┌─ Extract provided

It’s that time of year again – when students find out if they have a place at their chosen University. David Woods, Director at Last Taboo partner, Humm Media, explores those first few weeks at University and offer advice to make sure you stay sexually safe.
It’s A Level Results week again.
Hundreds of thousands of ambitious young people have just opened their A Level results, found out their grades and are off to take the next step in their lives. Deep breath…
No matter what your results are. Be proud of yourself.
You worked hard and today marks the start of something new and exciting, even if your grades weren’t what you were hoping for. Don’t forget, there are people that can help you secure a place at University,even if you’re not sure about what to do yet.
First things first though. There are still a few weeks of summer left, so make the most of it and take some time out to spend with your friends, before you go your separate ways – or perhaps even take a holiday!
Then comes the exciting part for many – going off to university. Some find it difficult to leave friends and family behind if they’re heading off to uni in another city or country, but there are so many things to look forward to: meeting new people, living away from home, having your own independence, learning about the world, (legally) being allowed to drink, lots of lectures and essays… well maybe not so much the last part.
University is obviously about coursework, studying and getting your chosen degree; but more than that, it’s also a chance to find out what it’s like to live in the world, away from your parents and it’s an opportunity to experiment and try out new things. It’s a chance for you to be the ‘you’ you want to be, with a healthy dose of freedom to express yourself.
Loads of people meet their lifelong, best friends during their Freshers Week at university, so throw yourself into it and get involved in all the mayhem that comes with it.
For loads of Freshers, the first week at university will be a mecca for people who are young free and single and just want to mingle. It’s not uncommon for quite a few Freshers to end up hooking up, away from prying eyes – and if that’s the choice you want to make – on your own terms – that’s fine, but there a few things you should think about before you ‘delve in’.
According to AWARE UK, an organisation committed to breaking stigma around sexually transmitted infections, such as HIV, a third of people under 24 don’t think they know enough about how STIs are transmitted. In fact, most people don’t know the symptoms of infections such as chlamydia, gonorrhoea, syphilis, HIV or herpes – and that’s because a lot of these don’t actually have any visible symptoms.
You might not feel you’ve have had a lot of education about STIs at school or college and there are certainly enough myths going around about them to confuse any one.
Let’s be clear. It’s completely and utterly not true that only ‘trashy’ people catch STIs; it’s also not true that you can’t get an STI from giving or receiving oral sex. You can get an STI from a single encounter – you don’t have to be sleeping around.
It’s also not true that if you had an STI, you would know about it……
Public Health England reports that over 200,000 cases of chlamydia and almost 35,000 cases of gonorrhoea were diagnosed in 2014. It also estimates that more than a quarter of people that have HIV don’t know they have it – that’s an estimated 26,100 people. This unaware group are unknowingly responsible for most of the cases of passing the virus onto other people.
Another common myth is that an STI could mean you will not be able to have children or even worse, could die. Please don’t panic. There are really great treatments available for all STI’s that mean you can live a normal healthy life. But these treatments are most effective when they are started at the right time and there has not been any long term damage done to your health. Left untreated, STIs can cause serious complications later in life, such as infertility and impotence, some may even be fatal.

└─
┌─ Data under study

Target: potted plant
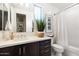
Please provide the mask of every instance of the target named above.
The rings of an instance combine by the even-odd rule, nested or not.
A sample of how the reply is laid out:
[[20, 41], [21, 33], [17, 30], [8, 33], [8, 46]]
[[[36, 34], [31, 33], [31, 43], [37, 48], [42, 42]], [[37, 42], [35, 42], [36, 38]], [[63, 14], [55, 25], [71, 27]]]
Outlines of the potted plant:
[[36, 20], [36, 25], [37, 25], [37, 35], [38, 37], [44, 37], [44, 29], [45, 29], [45, 21], [44, 19]]

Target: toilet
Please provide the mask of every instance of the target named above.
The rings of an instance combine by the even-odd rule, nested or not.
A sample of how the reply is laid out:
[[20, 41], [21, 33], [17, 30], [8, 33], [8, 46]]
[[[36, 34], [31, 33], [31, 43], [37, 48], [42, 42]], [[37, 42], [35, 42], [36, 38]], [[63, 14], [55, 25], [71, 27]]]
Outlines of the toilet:
[[56, 52], [56, 56], [62, 56], [62, 53], [64, 52], [64, 48], [61, 45], [52, 44], [52, 48]]

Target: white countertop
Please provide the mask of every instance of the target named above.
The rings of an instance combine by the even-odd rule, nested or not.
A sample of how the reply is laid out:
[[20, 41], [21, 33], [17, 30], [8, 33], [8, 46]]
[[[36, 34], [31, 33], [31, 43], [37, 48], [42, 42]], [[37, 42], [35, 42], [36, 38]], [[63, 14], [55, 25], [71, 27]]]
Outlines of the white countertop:
[[49, 40], [50, 37], [43, 37], [39, 38], [37, 36], [26, 36], [25, 38], [15, 38], [13, 40], [1, 40], [0, 41], [0, 48], [9, 47], [9, 46], [15, 46], [15, 45], [21, 45], [21, 44], [27, 44], [31, 42], [37, 42], [42, 40]]

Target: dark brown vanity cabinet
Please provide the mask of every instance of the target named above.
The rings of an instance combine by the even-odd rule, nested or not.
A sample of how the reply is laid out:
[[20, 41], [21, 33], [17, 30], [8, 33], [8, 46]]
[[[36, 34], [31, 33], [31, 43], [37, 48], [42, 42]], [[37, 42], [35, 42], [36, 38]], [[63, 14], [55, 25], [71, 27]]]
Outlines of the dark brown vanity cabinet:
[[19, 56], [19, 55], [21, 55], [20, 46], [0, 48], [0, 56]]
[[51, 40], [0, 48], [0, 56], [50, 56]]

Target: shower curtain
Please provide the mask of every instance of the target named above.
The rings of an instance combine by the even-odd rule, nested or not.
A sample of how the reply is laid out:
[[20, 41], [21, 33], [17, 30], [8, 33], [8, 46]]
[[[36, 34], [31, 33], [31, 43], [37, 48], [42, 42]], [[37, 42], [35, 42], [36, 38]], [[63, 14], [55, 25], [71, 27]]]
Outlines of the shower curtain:
[[57, 43], [79, 55], [79, 4], [55, 17], [57, 17]]

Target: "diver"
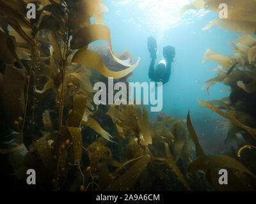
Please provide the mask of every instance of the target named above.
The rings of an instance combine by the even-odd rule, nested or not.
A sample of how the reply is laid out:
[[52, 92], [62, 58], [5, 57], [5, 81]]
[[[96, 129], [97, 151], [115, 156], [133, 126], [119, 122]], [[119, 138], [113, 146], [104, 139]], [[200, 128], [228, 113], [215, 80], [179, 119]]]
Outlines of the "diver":
[[148, 38], [148, 49], [151, 58], [148, 77], [156, 82], [163, 82], [163, 84], [168, 82], [171, 75], [172, 64], [175, 55], [174, 47], [166, 46], [163, 48], [163, 53], [165, 60], [160, 60], [156, 65], [156, 69], [157, 46], [156, 39], [152, 36]]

└─

Copy the passage of the article on sexual health at university that starts at the words "It’s also not true that if" and ends after "onto other people.", substituting "PHE" for "Public Health England". The entries stand apart from the article and are not part of it.

Written response —
It’s also not true that if you had an STI, you would know about it……
PHE reports that over 200,000 cases of chlamydia and almost 35,000 cases of gonorrhoea were diagnosed in 2014. It also estimates that more than a quarter of people that have HIV don’t know they have it – that’s an estimated 26,100 people. This unaware group are unknowingly responsible for most of the cases of passing the virus onto other people.